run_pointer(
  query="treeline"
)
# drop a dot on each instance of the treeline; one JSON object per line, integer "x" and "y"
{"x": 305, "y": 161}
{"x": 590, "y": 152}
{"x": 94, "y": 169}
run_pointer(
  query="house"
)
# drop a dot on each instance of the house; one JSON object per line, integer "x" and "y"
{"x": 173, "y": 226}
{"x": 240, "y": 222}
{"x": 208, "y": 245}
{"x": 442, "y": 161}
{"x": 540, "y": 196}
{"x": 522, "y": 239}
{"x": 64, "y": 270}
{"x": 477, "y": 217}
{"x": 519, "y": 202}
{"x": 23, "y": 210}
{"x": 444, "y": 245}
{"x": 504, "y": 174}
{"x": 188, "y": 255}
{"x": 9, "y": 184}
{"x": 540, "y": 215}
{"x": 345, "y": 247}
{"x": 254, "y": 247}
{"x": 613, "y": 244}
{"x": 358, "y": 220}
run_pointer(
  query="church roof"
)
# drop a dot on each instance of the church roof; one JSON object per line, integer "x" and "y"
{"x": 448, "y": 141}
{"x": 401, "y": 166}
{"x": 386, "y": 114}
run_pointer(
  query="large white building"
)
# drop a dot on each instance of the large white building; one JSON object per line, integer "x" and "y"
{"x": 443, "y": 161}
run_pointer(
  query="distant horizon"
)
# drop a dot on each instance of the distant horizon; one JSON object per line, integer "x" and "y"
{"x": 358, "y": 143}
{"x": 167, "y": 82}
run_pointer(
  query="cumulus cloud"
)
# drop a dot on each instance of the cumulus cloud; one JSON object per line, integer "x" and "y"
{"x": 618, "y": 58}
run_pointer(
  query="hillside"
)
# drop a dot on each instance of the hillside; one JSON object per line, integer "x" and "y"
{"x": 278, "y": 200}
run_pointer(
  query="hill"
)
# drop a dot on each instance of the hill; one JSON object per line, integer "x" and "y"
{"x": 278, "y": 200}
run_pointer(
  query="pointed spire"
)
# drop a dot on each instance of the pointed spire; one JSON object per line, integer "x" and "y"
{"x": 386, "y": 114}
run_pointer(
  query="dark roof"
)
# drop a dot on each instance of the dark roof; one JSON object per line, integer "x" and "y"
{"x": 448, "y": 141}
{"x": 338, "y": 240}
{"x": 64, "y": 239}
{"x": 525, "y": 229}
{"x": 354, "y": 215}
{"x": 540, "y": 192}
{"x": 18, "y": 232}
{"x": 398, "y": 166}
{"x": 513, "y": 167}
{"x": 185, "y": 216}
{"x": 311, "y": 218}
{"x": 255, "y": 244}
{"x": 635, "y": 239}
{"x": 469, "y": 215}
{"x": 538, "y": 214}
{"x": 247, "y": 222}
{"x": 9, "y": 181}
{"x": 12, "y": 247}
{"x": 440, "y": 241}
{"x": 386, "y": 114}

....

- _REQUIRED WORK_: Find each line in the material above that carries the string "query", and copy it.

- _YOUR SOLUTION_:
  query="treeline"
  query="house"
  query="church roof"
  query="large white building"
  query="distant horizon"
  query="cumulus cloud"
  query="hillside"
  query="hill"
  query="pointed spire"
  query="dark roof"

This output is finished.